▸ **QUOTED PASSAGE**:
=======

We recommend that courts implement colored floor pathways for their most popular routes: Self Help Center, County Clerk, and Jury Services primarily. This is a relatively cheap intervention (vinyl floor paths are not that expensive) that can have a major impact.
4. “Out-of-Court Homework” Tasks must be Modeled + with reminders. As we heard from litigants and from staff, the most common fail points are around all the tasks that the litigant cannot do at the court, but must do outside. Getting service of process done, and done correctly, with the paperwork noted correctly with address, date, and other pieces of data is a very common failure. Also, remembering to get this done at the right time is also a fail point.

Some of the recommendations in this space is to have more reminder services that proactively reach out to the litigant to tell them they have to do this task before their service.
Also, the demand is for models of forms that have been done correctly, with annotations about why it is correct and how to do it right.

=======

▸ **COLLECTED MATERIAL**:
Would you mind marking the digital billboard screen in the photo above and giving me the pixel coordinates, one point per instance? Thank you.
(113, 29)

=======

▸ **WRITTEN REQUEST 1**: In the court recommendations, rewrite the part that opens with the words containing "We recommend that" and closes with "a fail point.", replacing "vinyl" with "rubber".
▸ **WRITTEN REQUEST 2**: Using the court recommendations, mark each statement yes or no and quote the words that decide it: (a) colored floor pathways are recommended for routes that include the Self Help Center, County Clerk, and Jury Services; (b) vinyl floor paths are described as costly; (c) remembering to get service of process done at the right time is named as a fail point.
None of the data is required for this work.

▸ **EXPECTED OUTPUT 1**:
We recommend that courts implement colored floor pathways for their most popular routes: Self Help Center, County Clerk, and Jury Services primarily. This is a relatively cheap intervention (rubber floor paths are not that expensive) that can have a major impact.
4. “Out-of-Court Homework” Tasks must be Modeled + with reminders. As we heard from litigants and from staff, the most common fail points are around all the tasks that the litigant cannot do at the court, but must do outside. Getting service of process done, and done correctly, with the paperwork noted correctly with address, date, and other pieces of data is a very common failure. Also, remembering to get this done at the right time is also a fail point.

▸ **EXPECTED OUTPUT 2**:
(a) Yes: "colored floor pathways for their most popular routes: Self Help Center, County Clerk, and Jury Services primarily"
(b) No: "vinyl floor paths are not that expensive"
(c) Yes: "remembering to get this done at the right time is also a fail point"